(Image point grounding data)

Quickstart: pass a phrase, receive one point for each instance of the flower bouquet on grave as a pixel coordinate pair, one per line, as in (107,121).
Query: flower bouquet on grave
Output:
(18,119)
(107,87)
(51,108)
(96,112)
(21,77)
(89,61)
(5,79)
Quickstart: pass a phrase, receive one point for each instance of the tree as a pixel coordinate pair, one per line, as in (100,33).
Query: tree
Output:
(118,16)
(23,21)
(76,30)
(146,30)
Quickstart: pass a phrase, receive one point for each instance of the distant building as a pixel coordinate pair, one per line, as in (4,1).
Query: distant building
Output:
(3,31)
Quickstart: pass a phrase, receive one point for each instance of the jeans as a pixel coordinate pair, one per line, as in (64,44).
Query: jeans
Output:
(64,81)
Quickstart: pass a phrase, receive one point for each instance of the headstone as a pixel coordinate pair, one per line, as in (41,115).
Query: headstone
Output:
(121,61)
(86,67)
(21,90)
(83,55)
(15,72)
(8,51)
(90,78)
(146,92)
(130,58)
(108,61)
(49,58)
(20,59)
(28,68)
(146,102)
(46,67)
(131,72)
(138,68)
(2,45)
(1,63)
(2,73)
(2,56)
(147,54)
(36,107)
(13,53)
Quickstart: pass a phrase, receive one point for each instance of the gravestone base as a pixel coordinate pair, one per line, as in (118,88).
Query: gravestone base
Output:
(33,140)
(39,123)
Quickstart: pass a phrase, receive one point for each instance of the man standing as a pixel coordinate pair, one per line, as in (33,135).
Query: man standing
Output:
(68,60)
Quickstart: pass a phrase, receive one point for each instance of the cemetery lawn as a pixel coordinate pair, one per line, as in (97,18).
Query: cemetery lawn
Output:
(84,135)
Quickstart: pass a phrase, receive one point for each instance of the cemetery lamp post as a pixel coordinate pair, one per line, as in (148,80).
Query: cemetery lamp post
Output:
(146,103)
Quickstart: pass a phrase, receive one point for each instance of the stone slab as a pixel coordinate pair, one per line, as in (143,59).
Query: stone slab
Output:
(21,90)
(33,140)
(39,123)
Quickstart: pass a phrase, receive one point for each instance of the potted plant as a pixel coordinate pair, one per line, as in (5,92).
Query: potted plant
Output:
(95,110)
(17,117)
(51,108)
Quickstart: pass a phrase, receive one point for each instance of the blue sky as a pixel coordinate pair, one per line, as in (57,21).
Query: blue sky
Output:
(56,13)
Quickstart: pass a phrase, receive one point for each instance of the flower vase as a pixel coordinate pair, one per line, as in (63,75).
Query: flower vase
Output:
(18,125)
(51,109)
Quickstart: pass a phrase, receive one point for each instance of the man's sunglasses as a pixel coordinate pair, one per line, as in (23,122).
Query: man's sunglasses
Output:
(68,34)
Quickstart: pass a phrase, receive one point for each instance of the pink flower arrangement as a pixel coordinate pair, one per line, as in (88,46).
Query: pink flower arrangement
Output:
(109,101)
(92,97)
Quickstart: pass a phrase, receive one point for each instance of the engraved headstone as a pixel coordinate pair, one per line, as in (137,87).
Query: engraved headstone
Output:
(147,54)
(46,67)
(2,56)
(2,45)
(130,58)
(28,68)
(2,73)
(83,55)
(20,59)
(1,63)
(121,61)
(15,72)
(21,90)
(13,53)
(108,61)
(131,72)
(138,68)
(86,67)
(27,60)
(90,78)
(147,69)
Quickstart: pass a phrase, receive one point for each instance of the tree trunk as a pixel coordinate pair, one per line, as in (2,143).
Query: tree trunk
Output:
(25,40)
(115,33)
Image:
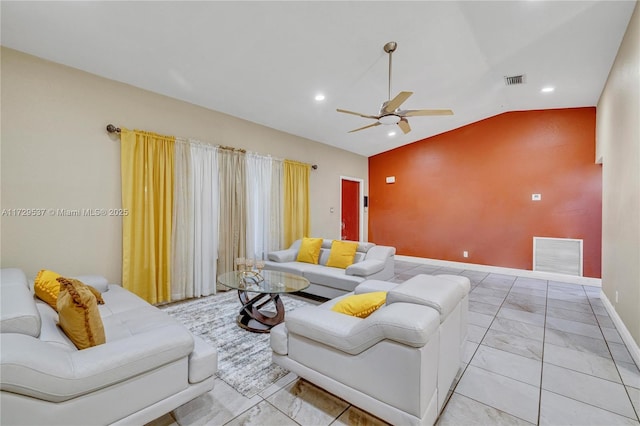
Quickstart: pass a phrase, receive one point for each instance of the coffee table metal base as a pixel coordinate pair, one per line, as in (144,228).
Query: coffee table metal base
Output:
(254,317)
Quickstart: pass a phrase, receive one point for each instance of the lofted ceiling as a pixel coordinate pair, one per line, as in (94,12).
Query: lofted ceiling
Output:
(266,61)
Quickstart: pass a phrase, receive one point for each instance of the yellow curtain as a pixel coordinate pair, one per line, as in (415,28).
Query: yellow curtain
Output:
(296,201)
(147,161)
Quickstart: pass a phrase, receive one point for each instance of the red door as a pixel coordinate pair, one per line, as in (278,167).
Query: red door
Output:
(350,210)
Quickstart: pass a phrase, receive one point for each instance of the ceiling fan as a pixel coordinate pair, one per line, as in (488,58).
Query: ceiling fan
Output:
(390,112)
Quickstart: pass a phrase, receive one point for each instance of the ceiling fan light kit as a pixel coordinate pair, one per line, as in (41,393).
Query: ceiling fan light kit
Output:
(390,112)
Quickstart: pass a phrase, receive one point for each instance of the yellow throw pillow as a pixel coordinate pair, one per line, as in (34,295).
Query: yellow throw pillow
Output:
(78,314)
(310,250)
(46,287)
(361,305)
(342,254)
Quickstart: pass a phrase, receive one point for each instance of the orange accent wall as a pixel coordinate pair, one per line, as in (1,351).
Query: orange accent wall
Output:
(470,189)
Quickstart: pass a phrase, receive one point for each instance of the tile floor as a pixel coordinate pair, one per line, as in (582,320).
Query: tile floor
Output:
(538,352)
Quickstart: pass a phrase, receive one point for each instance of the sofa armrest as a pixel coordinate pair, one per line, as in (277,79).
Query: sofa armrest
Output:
(406,323)
(365,268)
(281,256)
(287,255)
(369,286)
(41,370)
(98,282)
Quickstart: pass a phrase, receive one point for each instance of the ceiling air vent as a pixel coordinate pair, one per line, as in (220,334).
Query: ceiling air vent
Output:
(514,79)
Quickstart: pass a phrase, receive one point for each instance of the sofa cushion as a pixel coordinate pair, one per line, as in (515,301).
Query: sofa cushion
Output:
(360,305)
(368,286)
(441,294)
(406,323)
(342,254)
(18,311)
(365,268)
(203,361)
(98,282)
(309,250)
(78,314)
(331,277)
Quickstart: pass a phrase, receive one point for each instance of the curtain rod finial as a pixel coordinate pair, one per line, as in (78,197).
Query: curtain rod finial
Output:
(112,129)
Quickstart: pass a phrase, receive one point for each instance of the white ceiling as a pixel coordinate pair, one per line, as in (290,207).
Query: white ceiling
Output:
(265,61)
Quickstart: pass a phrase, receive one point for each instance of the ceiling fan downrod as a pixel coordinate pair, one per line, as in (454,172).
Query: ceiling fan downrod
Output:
(390,48)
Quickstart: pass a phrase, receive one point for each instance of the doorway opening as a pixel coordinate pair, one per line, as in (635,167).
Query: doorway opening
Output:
(351,209)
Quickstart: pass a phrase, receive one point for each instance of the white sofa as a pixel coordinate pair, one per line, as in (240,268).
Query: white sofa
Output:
(398,363)
(371,262)
(149,365)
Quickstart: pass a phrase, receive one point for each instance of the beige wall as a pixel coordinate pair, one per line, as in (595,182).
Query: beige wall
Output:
(56,154)
(618,148)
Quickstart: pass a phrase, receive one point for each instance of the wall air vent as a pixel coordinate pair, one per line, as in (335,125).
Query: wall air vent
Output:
(514,79)
(560,255)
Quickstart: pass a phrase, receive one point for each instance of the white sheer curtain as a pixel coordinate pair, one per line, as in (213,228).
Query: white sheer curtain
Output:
(258,169)
(182,238)
(204,166)
(276,235)
(195,220)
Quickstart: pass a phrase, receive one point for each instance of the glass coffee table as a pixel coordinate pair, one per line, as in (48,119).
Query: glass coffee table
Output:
(259,294)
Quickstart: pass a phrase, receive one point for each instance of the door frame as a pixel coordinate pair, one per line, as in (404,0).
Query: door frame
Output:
(360,206)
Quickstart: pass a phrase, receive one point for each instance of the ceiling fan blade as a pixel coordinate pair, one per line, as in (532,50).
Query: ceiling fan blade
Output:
(365,127)
(357,113)
(404,126)
(417,112)
(395,103)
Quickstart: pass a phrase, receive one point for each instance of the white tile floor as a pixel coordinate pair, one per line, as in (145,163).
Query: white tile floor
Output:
(538,352)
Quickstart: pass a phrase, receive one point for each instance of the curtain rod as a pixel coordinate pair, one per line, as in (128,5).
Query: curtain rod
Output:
(113,129)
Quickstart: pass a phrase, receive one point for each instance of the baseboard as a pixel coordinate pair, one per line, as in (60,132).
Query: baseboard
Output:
(632,346)
(572,279)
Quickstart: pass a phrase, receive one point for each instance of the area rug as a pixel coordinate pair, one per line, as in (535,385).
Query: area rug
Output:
(244,358)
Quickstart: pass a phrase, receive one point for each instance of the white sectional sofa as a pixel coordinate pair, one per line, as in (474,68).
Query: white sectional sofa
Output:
(371,262)
(398,363)
(149,365)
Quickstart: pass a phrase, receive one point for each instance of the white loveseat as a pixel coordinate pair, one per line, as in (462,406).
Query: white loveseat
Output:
(371,262)
(398,363)
(149,365)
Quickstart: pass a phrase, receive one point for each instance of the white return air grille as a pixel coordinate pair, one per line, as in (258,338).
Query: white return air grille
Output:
(560,255)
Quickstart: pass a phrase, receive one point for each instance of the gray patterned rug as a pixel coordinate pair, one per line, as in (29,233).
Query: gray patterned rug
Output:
(244,358)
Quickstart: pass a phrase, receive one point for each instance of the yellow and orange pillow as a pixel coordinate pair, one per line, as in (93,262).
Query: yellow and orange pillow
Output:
(46,287)
(78,314)
(361,305)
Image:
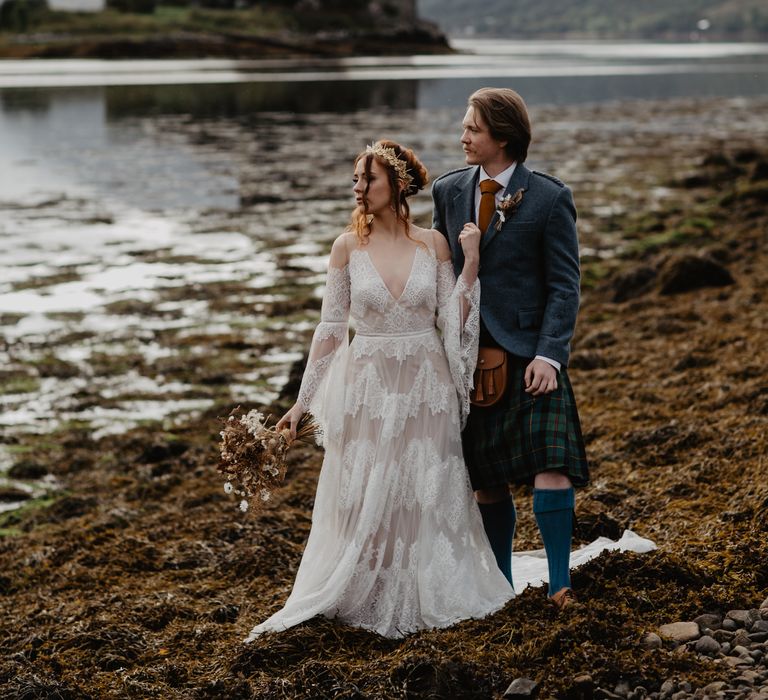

▶ [Requirement] Each line above that contains the string "trunk" should be copied.

▶ [Reply]
Quickstart: pass a phrase, receive one point for each instance of the tree trunk as a pixel coordinate pair, one per line, as in (2,143).
Query: tree trunk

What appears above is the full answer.